● **Exercise requirements**:
Write the records as a JSON list of strings with one string per line and no blank lines. Start with the line containing "Ground man's face." and continue through the line containing "[212,75,790,605]", including both of those lines and nothing else.
▽
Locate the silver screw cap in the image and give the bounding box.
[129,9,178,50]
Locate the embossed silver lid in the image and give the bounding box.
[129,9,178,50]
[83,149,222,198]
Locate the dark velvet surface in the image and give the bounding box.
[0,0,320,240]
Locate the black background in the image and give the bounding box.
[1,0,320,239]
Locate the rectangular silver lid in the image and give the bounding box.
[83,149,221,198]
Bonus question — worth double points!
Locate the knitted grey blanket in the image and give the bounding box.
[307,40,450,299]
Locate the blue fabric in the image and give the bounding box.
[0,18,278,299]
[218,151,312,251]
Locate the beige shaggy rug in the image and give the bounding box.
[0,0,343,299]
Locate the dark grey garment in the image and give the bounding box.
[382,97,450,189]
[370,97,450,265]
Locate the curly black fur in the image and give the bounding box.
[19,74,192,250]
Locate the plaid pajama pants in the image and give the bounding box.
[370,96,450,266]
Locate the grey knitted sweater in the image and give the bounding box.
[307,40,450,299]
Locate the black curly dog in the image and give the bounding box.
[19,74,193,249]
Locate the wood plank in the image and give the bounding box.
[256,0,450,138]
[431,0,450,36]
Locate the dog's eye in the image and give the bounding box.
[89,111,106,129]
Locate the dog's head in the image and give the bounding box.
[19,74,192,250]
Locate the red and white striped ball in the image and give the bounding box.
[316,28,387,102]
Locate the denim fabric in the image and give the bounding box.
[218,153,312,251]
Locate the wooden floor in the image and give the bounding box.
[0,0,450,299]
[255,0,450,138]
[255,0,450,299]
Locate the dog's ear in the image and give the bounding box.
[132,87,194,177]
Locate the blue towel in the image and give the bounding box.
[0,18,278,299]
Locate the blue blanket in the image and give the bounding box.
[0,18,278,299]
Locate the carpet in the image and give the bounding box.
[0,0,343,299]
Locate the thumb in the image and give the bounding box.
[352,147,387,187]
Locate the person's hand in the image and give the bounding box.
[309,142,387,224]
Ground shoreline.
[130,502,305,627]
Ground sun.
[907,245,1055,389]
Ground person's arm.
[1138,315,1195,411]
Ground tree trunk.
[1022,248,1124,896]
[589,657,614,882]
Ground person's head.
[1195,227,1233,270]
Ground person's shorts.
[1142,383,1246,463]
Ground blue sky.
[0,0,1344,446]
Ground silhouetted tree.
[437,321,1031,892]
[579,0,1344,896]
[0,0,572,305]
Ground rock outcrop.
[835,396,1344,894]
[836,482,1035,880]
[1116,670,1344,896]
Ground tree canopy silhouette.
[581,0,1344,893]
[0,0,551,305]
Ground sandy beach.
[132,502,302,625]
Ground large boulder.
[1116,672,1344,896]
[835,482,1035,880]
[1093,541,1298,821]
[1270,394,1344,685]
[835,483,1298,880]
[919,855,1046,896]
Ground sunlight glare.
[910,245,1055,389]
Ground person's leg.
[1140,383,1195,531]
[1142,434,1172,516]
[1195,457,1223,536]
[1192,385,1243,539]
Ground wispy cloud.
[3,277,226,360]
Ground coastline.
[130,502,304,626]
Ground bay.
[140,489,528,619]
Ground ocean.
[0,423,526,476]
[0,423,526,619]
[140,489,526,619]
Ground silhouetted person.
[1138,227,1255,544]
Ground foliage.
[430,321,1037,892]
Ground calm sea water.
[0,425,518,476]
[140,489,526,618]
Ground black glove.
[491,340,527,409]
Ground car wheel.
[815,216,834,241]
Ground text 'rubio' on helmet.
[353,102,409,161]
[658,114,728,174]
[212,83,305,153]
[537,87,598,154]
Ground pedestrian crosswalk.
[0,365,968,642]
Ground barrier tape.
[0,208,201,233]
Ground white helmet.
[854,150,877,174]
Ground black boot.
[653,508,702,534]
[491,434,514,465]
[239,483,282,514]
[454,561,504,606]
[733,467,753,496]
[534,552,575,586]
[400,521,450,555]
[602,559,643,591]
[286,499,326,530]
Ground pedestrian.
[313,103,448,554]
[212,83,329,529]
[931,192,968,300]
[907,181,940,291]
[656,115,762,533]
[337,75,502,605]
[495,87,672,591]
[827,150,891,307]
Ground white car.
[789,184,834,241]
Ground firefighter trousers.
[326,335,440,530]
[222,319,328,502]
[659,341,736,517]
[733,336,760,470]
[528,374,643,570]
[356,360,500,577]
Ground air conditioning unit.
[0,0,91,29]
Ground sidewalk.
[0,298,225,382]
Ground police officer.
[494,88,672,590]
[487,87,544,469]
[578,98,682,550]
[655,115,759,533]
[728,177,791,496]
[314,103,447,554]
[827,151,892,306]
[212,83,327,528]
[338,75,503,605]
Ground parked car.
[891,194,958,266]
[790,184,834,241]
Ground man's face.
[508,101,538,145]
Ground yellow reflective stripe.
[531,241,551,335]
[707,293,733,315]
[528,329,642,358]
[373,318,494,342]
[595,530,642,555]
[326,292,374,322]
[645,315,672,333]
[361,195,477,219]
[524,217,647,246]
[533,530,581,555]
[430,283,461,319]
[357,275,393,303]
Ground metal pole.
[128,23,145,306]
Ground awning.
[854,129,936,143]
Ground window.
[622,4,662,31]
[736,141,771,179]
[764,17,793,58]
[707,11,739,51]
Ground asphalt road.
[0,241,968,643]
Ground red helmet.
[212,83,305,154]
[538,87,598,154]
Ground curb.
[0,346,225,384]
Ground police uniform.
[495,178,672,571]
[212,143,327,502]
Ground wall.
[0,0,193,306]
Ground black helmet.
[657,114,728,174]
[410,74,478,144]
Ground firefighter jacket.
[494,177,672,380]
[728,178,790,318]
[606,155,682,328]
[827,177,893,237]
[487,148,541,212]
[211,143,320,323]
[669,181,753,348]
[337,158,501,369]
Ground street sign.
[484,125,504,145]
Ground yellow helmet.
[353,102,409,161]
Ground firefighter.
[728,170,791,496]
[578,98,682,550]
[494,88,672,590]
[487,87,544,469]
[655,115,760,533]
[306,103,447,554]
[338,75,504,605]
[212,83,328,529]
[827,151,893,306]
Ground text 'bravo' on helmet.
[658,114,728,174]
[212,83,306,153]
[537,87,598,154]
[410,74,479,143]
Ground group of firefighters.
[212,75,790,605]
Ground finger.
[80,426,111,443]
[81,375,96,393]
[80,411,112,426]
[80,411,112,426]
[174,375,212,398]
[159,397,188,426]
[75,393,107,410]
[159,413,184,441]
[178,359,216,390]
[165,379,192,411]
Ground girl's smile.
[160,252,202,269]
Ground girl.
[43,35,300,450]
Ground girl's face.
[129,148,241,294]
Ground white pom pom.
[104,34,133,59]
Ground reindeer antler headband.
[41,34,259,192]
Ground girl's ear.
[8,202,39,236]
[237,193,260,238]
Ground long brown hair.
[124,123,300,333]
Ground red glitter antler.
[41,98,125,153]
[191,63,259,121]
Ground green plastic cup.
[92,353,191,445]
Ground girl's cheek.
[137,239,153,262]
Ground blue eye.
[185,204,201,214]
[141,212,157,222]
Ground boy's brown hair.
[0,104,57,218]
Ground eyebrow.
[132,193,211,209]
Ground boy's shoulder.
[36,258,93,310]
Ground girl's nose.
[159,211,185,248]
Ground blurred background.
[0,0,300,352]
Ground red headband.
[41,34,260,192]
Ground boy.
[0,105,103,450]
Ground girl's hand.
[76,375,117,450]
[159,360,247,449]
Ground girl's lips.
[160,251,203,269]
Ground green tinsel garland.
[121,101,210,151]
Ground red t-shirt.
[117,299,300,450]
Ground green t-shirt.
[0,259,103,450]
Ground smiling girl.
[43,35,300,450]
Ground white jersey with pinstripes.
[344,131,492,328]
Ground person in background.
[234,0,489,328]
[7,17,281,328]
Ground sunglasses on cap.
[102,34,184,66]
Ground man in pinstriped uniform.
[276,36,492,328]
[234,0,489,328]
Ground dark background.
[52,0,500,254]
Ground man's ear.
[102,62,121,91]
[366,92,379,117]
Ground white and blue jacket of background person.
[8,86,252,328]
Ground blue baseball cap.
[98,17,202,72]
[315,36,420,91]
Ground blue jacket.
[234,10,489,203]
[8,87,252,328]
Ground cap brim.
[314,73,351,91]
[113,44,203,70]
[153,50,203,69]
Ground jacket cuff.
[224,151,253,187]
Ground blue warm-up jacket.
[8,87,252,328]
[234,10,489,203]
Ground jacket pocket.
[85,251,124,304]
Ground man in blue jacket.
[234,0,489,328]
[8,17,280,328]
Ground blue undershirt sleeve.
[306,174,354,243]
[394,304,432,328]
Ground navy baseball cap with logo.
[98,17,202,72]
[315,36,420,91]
△
● **Completed exercise**:
[
  "Ground man's face.",
  "[508,101,538,145]",
  "Ground yellow reflective stripe.",
  "[531,241,551,335]",
  "[707,293,733,315]",
  "[528,329,642,358]",
  "[373,318,494,342]",
  "[595,530,642,555]",
  "[326,292,374,322]",
  "[645,315,672,333]",
  "[361,195,477,219]",
  "[524,217,647,246]",
  "[533,530,581,555]",
  "[430,283,461,319]",
  "[357,275,393,303]",
  "Ground metal pole.",
  "[128,23,145,306]",
  "Ground awning.",
  "[854,129,936,143]",
  "Ground window.",
  "[622,4,662,31]",
  "[736,141,771,179]",
  "[764,17,793,58]",
  "[707,11,739,51]",
  "Ground asphalt road.",
  "[0,241,968,643]",
  "Ground red helmet.",
  "[212,83,305,154]",
  "[538,87,598,154]",
  "Ground curb.",
  "[0,346,225,384]",
  "Ground police uniform.",
  "[495,178,672,571]",
  "[212,143,327,502]",
  "Ground wall.",
  "[0,0,193,306]",
  "Ground black helmet.",
  "[657,114,728,174]",
  "[410,74,478,144]",
  "Ground firefighter jacket.",
  "[494,177,672,380]",
  "[728,178,790,318]",
  "[606,155,682,328]",
  "[827,177,893,237]",
  "[487,148,541,212]",
  "[211,143,320,323]",
  "[669,181,753,348]",
  "[337,158,501,369]",
  "Ground street sign.",
  "[484,125,504,145]",
  "Ground yellow helmet.",
  "[353,102,409,161]",
  "Ground firefighter.",
  "[728,170,791,496]",
  "[578,98,682,550]",
  "[494,88,672,590]",
  "[487,87,544,469]",
  "[655,115,760,533]",
  "[306,103,447,554]",
  "[338,75,504,605]",
  "[212,83,328,529]",
  "[827,151,893,306]",
  "Ground text 'bravo' on helmet.",
  "[658,114,728,174]",
  "[212,83,306,153]",
  "[537,87,598,154]",
  "[410,74,479,143]",
  "Ground group of firefighters.",
  "[212,75,790,605]"
]